> [Goal]
Can you transcribe every item below verbatim, leaving the pictures out?

> [Given data]
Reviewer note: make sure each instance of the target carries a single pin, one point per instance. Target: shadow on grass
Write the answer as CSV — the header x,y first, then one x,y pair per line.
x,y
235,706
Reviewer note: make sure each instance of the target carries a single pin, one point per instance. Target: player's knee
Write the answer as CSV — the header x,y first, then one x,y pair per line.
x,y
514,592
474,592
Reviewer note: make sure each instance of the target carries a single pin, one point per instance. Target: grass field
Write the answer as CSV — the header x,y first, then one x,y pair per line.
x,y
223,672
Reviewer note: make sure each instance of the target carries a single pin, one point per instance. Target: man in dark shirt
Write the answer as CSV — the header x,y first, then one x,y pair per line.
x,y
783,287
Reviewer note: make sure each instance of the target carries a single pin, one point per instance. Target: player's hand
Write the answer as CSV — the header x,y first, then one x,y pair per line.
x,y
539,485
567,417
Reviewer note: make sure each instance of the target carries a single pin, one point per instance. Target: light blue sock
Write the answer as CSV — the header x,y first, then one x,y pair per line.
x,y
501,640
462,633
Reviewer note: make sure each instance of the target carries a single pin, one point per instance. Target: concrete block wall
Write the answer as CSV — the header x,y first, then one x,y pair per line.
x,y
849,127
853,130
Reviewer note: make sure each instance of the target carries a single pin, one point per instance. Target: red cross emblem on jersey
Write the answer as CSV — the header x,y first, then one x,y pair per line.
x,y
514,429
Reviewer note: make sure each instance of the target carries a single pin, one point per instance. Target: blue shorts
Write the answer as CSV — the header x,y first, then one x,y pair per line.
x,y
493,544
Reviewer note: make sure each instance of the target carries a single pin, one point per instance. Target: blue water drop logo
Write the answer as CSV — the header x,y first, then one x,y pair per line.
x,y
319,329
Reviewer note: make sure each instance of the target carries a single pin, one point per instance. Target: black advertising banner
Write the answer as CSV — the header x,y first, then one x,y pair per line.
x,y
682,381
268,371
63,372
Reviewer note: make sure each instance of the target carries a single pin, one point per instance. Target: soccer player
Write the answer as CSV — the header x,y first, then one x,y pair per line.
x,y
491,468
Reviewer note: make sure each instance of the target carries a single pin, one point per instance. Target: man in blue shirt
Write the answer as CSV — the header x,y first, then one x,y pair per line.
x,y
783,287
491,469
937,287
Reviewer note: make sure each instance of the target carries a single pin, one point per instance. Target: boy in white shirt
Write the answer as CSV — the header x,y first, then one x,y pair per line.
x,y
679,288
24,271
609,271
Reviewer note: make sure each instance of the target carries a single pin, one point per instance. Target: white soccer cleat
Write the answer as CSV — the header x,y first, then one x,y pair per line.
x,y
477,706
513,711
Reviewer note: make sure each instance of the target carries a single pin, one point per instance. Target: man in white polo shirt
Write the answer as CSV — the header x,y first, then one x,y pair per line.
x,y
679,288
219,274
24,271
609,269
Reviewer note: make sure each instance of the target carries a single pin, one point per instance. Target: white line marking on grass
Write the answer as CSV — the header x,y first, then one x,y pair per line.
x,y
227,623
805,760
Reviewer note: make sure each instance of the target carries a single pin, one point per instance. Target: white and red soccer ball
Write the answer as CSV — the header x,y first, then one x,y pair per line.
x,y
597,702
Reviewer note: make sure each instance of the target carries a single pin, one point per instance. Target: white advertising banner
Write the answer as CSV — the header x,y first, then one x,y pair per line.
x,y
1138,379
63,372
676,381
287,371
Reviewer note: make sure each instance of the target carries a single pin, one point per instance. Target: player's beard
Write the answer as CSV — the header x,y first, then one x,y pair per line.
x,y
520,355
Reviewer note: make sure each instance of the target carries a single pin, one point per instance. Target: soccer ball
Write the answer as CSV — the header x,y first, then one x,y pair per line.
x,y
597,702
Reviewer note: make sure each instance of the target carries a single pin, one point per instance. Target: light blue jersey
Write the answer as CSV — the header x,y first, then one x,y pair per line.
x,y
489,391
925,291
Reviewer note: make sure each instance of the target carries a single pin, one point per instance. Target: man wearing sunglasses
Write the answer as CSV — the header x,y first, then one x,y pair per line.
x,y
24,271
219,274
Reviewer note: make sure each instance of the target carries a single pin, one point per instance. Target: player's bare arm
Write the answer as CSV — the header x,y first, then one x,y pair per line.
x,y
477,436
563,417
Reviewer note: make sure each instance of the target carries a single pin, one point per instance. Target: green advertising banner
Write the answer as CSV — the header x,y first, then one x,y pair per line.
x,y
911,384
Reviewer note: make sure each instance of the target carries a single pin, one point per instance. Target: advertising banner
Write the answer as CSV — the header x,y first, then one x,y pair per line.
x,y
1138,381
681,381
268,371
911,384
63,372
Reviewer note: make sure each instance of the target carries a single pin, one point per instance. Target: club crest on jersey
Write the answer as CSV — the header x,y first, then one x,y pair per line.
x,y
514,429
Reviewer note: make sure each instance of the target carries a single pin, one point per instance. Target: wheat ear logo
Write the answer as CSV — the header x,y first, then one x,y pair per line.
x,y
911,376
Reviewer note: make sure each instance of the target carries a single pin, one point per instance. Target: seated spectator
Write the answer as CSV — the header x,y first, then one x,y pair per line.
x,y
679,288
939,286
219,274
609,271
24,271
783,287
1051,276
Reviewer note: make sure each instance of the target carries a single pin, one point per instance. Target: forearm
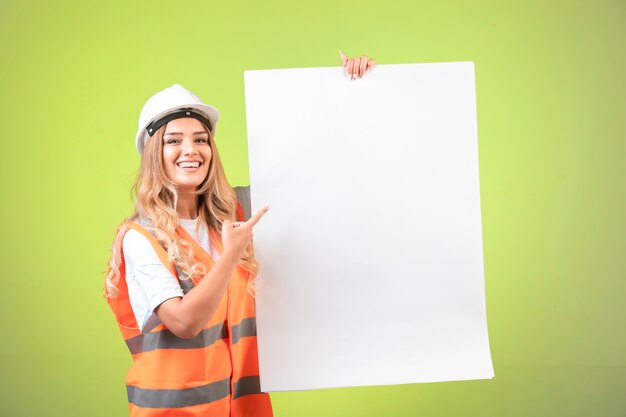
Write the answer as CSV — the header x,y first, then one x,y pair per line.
x,y
186,316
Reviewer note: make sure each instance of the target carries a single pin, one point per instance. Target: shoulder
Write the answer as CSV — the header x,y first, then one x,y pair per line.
x,y
137,246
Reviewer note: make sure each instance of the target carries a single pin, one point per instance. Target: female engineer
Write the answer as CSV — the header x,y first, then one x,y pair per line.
x,y
181,274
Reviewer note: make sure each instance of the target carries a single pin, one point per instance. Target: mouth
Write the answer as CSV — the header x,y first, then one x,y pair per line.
x,y
189,165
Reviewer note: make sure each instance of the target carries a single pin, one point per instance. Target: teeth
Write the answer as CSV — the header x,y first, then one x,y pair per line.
x,y
189,164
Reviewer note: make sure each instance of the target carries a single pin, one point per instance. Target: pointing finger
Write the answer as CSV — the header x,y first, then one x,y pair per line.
x,y
344,58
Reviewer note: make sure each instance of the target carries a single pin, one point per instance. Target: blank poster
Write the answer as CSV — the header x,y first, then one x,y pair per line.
x,y
371,255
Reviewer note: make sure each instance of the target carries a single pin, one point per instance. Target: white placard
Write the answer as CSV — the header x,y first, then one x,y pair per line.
x,y
371,254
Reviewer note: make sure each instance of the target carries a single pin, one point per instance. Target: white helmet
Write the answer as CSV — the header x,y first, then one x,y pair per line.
x,y
172,103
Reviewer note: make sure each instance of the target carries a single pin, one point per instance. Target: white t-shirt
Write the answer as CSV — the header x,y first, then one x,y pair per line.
x,y
149,282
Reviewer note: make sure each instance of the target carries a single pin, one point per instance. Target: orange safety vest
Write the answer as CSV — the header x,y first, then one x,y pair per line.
x,y
213,374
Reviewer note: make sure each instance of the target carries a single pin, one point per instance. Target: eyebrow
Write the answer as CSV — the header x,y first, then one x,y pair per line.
x,y
180,133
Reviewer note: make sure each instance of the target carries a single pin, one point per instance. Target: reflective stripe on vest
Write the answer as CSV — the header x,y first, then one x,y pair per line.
x,y
214,373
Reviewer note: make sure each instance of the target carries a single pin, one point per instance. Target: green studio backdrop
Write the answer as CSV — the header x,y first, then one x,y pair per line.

> [Written response]
Reviewer note: make sure each instance of the target carries a single pin, one point per instance. Target: shadow on grass
Write the answer as CSV — the header x,y first, then one x,y pair per line.
x,y
235,706
Reviewer note: make sure each instance of the target carries a single pin, one point per instance. Target: player's knee
Write the answer as CSV — the header x,y first, then one x,y pair per line.
x,y
514,592
474,592
Reviewer note: make sure each instance of the target carries a single pin, one point per instance. Target: grass field
Write the answer as CSV — the header x,y first, then one x,y pair per line.
x,y
223,672
Reviewer note: make sure each instance of the target carries a single pin, one point per instance. Target: man in dark shirt
Write the answer as CSV — the header x,y first, then one x,y pair per line.
x,y
783,287
Reviewer note: make sure each instance of the target carries a single pin, one point per instance. Target: player's hand
Write the answer as CSV — the header x,y first, then one x,y pair per line.
x,y
539,485
567,417
Reviewer note: make sure each instance of the target carries a single pin, one point per instance. Target: light blue sock
Write the answer as CSV — the header x,y first, then one x,y pair per line.
x,y
501,640
462,633
Reviewer note: make sure each instance of the target carries a single pin, one point per instance. Target: concrete block wall
Write the answer as CSV — the header x,y first, then one x,y pair per line.
x,y
849,127
853,130
Reviewer note: make sure each instance of the target carries a single pin, one point per instance. Target: red cross emblem on jersey
Write the answer as CSV — the header x,y first, then one x,y pair per line.
x,y
514,429
Reviewer note: make sure each instance of the target carries a single pin, one point per instance. Target: blue shorts
Write the answer as CSV — the header x,y first, then one x,y pair per line.
x,y
493,544
Reviewer note: make sure each instance of the target carries a single pin, one point per instance. Target: blue water drop logo
Write the answer as CSV — the header x,y first, then one x,y pair per line.
x,y
319,329
Reviewer note: make sure each instance of the target carries a single pin, one point per instance. Target: black advertising banner
Write the answer as CSV — the header x,y first, then one x,y pair per line.
x,y
682,381
268,371
63,372
Reviewer note: make sure each instance of the target carries a single pin, one point per instance. Target: soccer player
Write the answer as CSV — the header x,y first, then one x,y pair per line.
x,y
491,468
Reviewer note: make sure each instance of the target carries a single pin, one point per instance. Target: man in blue shirt
Write the answer as CSV — the header x,y first, then one x,y pair per line.
x,y
783,287
491,469
937,287
Reviewer note: make sure each instance of the target carries a single pin, one point per instance. Target: boy in white shirt
Write the answer as CSV — the header x,y first, then one x,y pair per line.
x,y
679,288
24,271
609,271
Reviewer note: make sure each instance of the target carries a single pin, one point per instance. Target: white soccer cleat
Write the answer as CSV — the header x,y first, then one x,y pair per line.
x,y
477,706
513,711
Reviewer note: make sure each instance of the target carries a single pin, one point per instance. Target: man in white polo shirt
Write the answer as CSV — the header x,y first, then one x,y pair per line.
x,y
679,288
219,274
24,271
609,269
Reviewer note: make sure each instance of the target carries a single pin, one point per instance. Target: white line marking on grass
Write the answer as CSV — the header x,y first, then one x,y pair per line.
x,y
227,623
805,760
Reviewer note: make sure each instance of the target carries a single pin, one point per instance. Target: white and red soccer ball
Write the answer as CSV — the header x,y first, then one x,y pair per line.
x,y
597,702
Reviewer note: make sure each instance of the target carries a single pin, one point per instance. Target: white advertising banner
Write the answer as CSV — the header x,y first, then one x,y pair per line.
x,y
1138,379
63,372
676,381
287,371
Reviewer note: make sure each instance of the target carries a single pin, one point per instance. Target: player's beard
Write the answer as CSV — the header x,y first, then one x,y pair per line.
x,y
520,355
Reviewer note: make sure each instance of the target carries a single pin, one point per instance. Target: soccer ball
Write the answer as CSV — the header x,y first, then one x,y pair per line.
x,y
597,702
Reviewer note: make sure each instance of the target carries a single pin, one point per instance. Target: light blue jersey
Write the answer as CSV — the header x,y first, then one x,y pair per line.
x,y
489,391
925,291
Reviewer note: make sure each instance of the target carries a single pin, one point per instance. Target: man wearing sunglasses
Write the answer as CSV — the header x,y first, then one x,y pair per line.
x,y
24,271
219,274
Reviewer note: make sure each instance of the target carries a single pin, one point per instance. Target: player's bare arm
Write the answer as CSV — the header x,y first, then one x,y pair per line.
x,y
477,436
563,417
Reviewer note: make sure each instance of the target carries a single pin, one point per instance. Target: green advertising banner
Write the answer as CSV — the header x,y first, then one x,y pair per line.
x,y
911,384
Reviewer note: make sure each instance of the target carries a single pin, one point per instance. Target: advertising banner
Write the answer as CSV — the header x,y first, then one x,y pair per line.
x,y
1138,381
681,381
268,371
911,384
63,372
Reviewer note: make sure each instance of the target carries a single pin, one point per instance. Target: club crest on jersey
Write the answer as CSV — the header x,y first, then one x,y pair per line.
x,y
514,429
Reviewer note: make sure each instance of the target carries a single pin, one point per instance. Target: wheat ear logo
Write the answer as CSV — the header x,y first, then one x,y pair per line.
x,y
911,376
Reviewer note: make sure each instance of the target carries a single pin, one point per instance. Target: seated spectator
Write the answer as CSV — the header x,y first, then one x,y pair per line.
x,y
679,288
939,286
219,274
609,271
24,271
783,287
1051,276
Reviewer note: make sure each instance of the target carries a single pin, one point per instance. Target: forearm
Write the answer as CSV — the header x,y first, then one x,y pair per line.
x,y
186,316
Reviewer note: make sure each instance of the target carries a single pin, one point per instance. Target: shoulder
Write the answer as CSV — the header x,y first, then one x,y pair per line.
x,y
137,246
Reviewer note: make sure each instance of the target carries a single pin, one point per instance. Target: female engineer
Write the answer as CSV — the header x,y first, then one x,y pair per line.
x,y
181,274
Reviewer note: make sure each instance of the target carries a single pin, one point per instance. Target: mouth
Write the answer as CSV — the header x,y first, then one x,y pair per line.
x,y
189,165
Reviewer note: make sure each instance of the target carries a single pin, one point per instance. Target: teeth
Write the answer as CSV — the header x,y first, then one x,y pair per line.
x,y
189,164
Reviewer note: make sure each instance of the target carries a single pin, one point per instance. Target: pointing finger
Write the answer as CSV — the header x,y first, then one x,y pair per line.
x,y
344,58
Reviewer note: make sure each instance of the target carries a single pin, one point per instance. Target: blank poster
Write the answer as CSV — the header x,y first, then one x,y pair per line.
x,y
371,255
Reviewer note: make sure each instance of the target carries a single pin, one point per instance. Target: white placard
Write the answer as CSV — the header x,y first, then one x,y pair per line.
x,y
371,254
Reviewer note: make sure each instance of the target carries a single pin, one point per instance. Target: white helmet
Write the answer as CSV — the header x,y first, then one x,y pair per line.
x,y
172,103
Reviewer note: make sure each instance of the target carries a single pin, one point per instance. Target: white t-shirt
Write the answer as CSV — the header x,y first, then one x,y pair per line.
x,y
149,282
Reviewer note: make sure each instance of the target carries a single pin, one point per instance. Target: orange safety vest
Write the answer as CSV — the header x,y first, then one x,y pair per line.
x,y
213,374
Reviewer note: make sure each instance of the target carries a single pin, one point per instance. Target: eyebrow
Write the answer as CSV — the header x,y first, then one x,y pair per line.
x,y
180,133
Reviewer note: make sure each instance of the target carries a single pin, one point per instance. Target: reflective stripe on vest
Write the answer as CSV — the header x,y first, then one x,y pair per line.
x,y
214,373
Reviewer note: make sure each instance of the target carries a single pin, one point per instance. Target: green studio backdrop
Write the answer as CSV — the header x,y first, then one x,y pair per line.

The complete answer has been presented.